*ASSIGNED TASK*
Set down exactly the lines below between the line holding "Target: yonex logo on headband" and the line holding "Mark the white tennis skirt with a point.", inclusive; no other line belongs in the answer.

*SOURCE RECORDS*
Start of Block

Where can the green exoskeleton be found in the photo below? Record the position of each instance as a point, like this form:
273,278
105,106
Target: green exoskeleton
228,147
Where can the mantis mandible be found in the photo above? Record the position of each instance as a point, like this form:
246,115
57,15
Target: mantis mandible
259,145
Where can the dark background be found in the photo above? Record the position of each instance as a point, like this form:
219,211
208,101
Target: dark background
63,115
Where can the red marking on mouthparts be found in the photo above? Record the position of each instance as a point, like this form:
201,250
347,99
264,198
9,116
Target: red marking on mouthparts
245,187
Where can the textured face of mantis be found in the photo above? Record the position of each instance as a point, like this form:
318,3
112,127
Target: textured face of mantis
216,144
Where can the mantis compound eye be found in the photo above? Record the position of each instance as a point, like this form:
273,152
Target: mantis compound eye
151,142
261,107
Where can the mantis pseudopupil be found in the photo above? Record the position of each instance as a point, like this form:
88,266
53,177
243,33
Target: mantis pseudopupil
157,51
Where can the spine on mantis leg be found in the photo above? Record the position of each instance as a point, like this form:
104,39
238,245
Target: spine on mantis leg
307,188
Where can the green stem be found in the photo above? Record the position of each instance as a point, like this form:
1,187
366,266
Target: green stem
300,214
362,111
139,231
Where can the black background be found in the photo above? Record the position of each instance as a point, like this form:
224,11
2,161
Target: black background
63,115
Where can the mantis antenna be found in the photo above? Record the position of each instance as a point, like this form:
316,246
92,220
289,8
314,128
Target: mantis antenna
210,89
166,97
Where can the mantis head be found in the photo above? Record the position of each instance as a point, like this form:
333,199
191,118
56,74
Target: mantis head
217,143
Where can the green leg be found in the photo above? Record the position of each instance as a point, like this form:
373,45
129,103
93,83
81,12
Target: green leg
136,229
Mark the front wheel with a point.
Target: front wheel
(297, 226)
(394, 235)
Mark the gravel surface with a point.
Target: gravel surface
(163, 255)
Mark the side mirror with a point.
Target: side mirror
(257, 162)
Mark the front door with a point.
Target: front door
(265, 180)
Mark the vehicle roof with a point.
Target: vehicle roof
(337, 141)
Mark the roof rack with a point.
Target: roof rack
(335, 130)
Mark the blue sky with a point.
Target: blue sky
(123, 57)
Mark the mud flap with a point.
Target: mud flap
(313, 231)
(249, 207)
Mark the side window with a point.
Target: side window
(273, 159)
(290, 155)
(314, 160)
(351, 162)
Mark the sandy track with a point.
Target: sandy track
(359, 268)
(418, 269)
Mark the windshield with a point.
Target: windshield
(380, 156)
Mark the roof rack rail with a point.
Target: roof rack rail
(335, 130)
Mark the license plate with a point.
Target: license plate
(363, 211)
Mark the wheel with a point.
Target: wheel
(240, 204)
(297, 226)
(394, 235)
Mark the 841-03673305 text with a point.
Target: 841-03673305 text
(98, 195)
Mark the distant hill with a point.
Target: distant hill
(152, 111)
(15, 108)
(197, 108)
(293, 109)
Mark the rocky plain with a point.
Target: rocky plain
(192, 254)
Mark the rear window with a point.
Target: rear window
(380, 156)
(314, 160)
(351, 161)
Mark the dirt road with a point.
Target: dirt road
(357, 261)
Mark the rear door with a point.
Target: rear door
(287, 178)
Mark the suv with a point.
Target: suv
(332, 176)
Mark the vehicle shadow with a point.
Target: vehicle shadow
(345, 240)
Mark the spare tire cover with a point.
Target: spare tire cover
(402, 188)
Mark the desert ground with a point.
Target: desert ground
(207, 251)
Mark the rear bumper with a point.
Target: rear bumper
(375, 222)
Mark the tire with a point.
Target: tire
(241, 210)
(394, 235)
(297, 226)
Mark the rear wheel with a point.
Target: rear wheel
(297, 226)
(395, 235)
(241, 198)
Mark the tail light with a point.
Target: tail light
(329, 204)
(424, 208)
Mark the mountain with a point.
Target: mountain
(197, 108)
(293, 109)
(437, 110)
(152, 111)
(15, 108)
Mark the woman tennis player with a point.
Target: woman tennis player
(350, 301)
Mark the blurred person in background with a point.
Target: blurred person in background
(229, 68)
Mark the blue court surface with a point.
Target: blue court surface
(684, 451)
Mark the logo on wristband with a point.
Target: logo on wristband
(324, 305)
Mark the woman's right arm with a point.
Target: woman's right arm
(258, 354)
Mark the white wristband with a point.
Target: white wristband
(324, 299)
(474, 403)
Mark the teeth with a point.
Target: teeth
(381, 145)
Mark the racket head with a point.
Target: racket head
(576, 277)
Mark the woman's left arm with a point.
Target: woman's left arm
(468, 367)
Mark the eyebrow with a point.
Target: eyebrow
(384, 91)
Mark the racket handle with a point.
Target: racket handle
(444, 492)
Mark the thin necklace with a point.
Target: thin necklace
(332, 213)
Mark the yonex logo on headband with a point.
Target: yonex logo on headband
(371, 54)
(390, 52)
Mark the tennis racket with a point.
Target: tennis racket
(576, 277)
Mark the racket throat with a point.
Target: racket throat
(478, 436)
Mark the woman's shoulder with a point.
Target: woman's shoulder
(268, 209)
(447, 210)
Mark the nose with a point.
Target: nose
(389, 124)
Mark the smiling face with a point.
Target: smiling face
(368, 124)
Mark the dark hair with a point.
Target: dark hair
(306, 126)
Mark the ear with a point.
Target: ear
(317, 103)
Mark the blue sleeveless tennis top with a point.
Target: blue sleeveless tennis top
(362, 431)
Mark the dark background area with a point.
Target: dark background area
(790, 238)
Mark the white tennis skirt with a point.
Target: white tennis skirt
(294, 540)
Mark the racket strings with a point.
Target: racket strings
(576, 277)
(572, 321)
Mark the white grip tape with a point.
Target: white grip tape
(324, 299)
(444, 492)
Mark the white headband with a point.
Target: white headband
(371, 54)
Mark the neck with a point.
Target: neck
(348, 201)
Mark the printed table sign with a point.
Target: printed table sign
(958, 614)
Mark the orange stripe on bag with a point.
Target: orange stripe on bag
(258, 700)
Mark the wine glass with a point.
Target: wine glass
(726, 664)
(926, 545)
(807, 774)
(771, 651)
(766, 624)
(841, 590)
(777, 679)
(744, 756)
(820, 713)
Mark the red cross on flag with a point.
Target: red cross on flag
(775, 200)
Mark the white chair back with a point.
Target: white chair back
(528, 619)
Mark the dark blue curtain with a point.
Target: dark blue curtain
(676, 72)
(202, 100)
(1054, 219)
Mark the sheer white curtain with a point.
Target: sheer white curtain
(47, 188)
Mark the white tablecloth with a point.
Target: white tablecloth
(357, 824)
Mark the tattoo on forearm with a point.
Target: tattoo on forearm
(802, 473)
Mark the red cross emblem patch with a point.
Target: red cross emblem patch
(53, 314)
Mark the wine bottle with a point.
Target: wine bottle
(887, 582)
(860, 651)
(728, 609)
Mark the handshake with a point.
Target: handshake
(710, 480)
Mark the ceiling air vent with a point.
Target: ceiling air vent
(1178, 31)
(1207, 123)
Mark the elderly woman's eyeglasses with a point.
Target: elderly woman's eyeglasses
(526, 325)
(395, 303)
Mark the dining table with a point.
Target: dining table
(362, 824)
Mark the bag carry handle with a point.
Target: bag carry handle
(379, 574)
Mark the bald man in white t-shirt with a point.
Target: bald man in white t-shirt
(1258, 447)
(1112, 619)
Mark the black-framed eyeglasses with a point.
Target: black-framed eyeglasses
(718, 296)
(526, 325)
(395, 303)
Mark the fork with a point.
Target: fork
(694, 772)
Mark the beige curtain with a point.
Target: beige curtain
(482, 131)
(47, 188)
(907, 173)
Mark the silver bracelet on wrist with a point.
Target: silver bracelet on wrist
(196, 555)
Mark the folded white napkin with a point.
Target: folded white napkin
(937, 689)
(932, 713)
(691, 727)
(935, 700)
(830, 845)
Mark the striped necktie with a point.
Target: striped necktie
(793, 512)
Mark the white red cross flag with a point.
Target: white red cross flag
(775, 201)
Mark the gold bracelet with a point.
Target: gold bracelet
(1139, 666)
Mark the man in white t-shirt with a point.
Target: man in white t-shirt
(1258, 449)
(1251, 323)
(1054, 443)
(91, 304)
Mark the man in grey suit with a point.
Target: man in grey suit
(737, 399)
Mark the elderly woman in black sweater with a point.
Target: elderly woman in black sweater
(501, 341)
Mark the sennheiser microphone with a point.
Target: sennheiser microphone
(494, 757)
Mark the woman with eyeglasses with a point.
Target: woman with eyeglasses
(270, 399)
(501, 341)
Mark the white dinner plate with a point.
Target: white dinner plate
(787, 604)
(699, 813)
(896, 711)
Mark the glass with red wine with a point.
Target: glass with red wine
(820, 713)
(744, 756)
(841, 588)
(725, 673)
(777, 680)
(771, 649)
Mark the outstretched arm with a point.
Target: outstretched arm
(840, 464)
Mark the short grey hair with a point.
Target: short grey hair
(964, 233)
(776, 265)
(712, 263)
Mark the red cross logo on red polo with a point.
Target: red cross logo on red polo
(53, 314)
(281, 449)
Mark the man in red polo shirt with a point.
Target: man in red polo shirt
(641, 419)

End of Block

*RESPONSE BOX*
Target: yonex logo on headband
(371, 54)
(390, 52)
Mark the tennis racket with a point.
Target: tennis racket
(576, 277)
Mark the racket throat with a point.
Target: racket throat
(478, 436)
Mark the woman's shoulder with a point.
Target: woman's shoulder
(268, 209)
(447, 210)
Mark the nose with a point.
Target: nose
(389, 124)
Mark the smiling face with a point.
Target: smiling face
(368, 124)
Mark the dark hair with a point.
Target: dark hair
(306, 126)
Mark the ear with a point.
Target: ear
(317, 103)
Mark the blue sleeveless tennis top with a point.
Target: blue sleeveless tennis top
(362, 431)
Mark the dark background area with a point.
Target: dark background area
(790, 238)
Mark the white tennis skirt with a point.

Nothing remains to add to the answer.